▶ What the exercise asks
In the data below, find each line that contains the word "outline" and copy it.

_ _ _ _ _

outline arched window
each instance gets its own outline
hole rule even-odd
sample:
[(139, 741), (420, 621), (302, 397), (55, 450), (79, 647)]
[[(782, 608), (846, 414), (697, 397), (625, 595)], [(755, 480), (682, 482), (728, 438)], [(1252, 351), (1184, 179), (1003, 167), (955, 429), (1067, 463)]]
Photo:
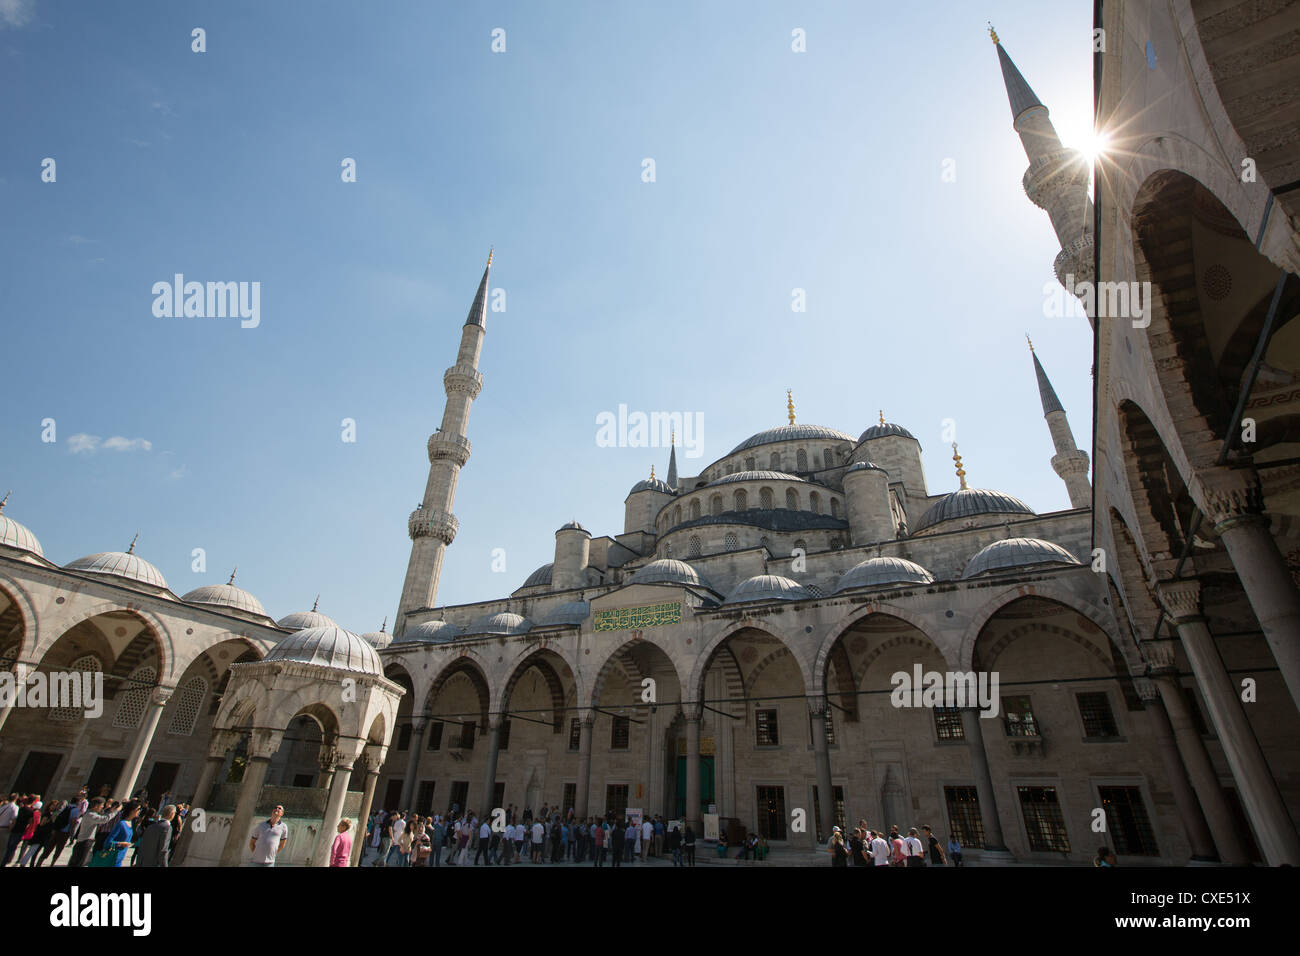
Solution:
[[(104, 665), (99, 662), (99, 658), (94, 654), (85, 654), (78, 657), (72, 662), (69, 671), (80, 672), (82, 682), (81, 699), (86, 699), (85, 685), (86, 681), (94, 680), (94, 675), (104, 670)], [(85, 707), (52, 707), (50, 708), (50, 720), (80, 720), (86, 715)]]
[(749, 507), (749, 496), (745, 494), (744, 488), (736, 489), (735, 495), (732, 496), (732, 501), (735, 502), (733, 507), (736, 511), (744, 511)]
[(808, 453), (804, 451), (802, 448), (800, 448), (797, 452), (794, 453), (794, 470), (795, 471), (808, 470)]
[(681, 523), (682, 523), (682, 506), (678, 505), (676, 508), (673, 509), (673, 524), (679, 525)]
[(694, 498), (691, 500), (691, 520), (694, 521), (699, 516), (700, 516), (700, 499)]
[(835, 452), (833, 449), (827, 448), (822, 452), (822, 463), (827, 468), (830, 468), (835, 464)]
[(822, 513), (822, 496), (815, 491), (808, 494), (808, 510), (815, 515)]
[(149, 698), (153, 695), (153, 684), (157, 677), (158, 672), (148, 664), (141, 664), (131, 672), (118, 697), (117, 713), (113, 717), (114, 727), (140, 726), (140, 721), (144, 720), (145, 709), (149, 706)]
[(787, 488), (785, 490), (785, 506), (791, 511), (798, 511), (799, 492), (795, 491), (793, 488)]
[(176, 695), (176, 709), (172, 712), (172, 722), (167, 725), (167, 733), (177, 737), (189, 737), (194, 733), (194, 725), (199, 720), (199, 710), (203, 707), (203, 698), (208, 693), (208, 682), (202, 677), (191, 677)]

_ _ _ _ _

▶ Answer for the task
outline arched window
each instance gets its own outline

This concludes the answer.